## BEGIN EXTRACT PROVIDED

NAME
Log::Defer - Deferred logs and timers
SYNOPSIS
use Log::Defer;
use JSON::XS; ## or whatever
use Try::Tiny;
sub my_logger_function {
my $msg = shift;
my $encoded_msg = try {
JSON::XS->new->pretty(1)->encode($msg)
}
catch {
"Failed to JSON encode msg : $_"
};
print $encoded_msg; ## usually you'd append this to a file
}
my $logger = Log::Defer->new({
cb => \&my_logger_function,
verbosity => 30,
});
$logger->info("hello world");
my $timer = $logger->timer('some timer');
undef $timer; ## stops timer
undef $logger; ## write out log message
Prints:
{
"start" : 1340421702.16684,
"end" : 0.000249,
"logs" : [
[
0.000147,
30,
"hello world"
]
],
"timers" : [
[
"some timer",
0.000210,
0.000233
]
]
}
DESCRIPTION
I believe a lot of log processing is done too early.

## END EXTRACT PROVIDED

▶ [WHAT YOU WILL DO]:
In the Log::Defer documentation, the sample code ends by undefining $timer and then $logger. Explain in one to three sentences what each of these two steps does.

## BEGIN STORED ROWS

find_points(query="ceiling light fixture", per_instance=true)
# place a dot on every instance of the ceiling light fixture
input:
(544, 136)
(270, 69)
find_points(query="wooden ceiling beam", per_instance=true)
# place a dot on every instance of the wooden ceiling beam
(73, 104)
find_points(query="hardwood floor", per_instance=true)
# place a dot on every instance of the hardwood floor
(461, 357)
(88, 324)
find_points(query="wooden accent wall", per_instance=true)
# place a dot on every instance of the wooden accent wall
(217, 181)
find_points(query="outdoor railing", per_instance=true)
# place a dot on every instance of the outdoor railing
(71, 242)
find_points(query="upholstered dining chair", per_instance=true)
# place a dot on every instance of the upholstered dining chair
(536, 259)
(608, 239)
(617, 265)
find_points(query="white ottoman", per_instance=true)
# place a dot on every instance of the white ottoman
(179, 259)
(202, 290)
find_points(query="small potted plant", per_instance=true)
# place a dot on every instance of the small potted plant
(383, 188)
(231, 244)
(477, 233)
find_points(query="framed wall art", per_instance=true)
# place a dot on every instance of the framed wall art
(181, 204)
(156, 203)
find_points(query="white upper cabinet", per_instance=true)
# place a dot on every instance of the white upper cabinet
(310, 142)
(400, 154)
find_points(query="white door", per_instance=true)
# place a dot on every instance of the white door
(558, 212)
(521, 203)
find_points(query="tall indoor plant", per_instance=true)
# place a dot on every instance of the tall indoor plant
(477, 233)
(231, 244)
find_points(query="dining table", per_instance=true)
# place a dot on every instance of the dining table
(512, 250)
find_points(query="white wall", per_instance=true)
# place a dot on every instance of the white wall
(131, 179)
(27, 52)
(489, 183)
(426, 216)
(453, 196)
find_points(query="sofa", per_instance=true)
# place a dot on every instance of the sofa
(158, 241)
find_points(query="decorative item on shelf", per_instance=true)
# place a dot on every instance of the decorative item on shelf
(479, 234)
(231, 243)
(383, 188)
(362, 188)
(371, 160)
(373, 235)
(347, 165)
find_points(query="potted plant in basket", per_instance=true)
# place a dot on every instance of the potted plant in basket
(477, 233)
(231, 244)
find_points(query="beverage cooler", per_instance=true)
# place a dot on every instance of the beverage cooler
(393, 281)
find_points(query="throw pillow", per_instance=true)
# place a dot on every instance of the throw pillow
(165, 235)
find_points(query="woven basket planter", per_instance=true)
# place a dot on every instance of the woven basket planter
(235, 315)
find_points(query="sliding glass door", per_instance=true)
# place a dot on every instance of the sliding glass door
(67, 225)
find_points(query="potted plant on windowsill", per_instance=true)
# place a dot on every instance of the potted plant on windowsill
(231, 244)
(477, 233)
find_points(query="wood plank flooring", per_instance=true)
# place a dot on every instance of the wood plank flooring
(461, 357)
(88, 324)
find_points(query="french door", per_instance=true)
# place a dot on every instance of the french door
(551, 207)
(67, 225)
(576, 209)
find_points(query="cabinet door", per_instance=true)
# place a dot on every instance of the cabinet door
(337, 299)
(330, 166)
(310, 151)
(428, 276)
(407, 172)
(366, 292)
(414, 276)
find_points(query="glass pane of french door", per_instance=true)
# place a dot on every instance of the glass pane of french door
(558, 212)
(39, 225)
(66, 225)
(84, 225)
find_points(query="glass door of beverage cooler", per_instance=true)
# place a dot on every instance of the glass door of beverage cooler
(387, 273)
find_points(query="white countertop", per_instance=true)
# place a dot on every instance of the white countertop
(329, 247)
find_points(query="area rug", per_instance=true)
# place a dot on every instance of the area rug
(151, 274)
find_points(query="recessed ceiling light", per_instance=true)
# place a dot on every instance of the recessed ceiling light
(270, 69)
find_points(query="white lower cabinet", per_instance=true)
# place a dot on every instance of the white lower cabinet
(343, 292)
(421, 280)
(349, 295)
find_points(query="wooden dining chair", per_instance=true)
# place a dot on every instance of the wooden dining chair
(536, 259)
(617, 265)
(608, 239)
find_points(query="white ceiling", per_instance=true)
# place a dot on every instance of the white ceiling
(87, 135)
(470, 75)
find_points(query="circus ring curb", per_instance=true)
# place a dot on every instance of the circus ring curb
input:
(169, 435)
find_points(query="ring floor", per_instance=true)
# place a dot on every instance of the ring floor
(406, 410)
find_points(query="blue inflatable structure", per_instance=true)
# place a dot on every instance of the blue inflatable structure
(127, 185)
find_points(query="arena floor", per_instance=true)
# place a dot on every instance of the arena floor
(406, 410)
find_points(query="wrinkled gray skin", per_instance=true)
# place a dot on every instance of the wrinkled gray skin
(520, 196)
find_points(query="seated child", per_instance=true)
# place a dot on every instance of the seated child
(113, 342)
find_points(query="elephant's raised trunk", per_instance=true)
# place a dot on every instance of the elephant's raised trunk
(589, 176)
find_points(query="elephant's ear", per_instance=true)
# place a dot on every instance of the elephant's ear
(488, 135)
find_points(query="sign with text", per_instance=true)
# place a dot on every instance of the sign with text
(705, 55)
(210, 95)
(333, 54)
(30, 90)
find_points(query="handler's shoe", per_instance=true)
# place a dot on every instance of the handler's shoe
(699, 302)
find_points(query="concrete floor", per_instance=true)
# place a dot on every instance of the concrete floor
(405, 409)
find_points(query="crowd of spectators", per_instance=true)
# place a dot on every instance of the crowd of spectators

## END STORED ROWS

▶ [FULL RESPONSE]:
Undefining $timer stops the timer. Undefining $logger writes out the log message.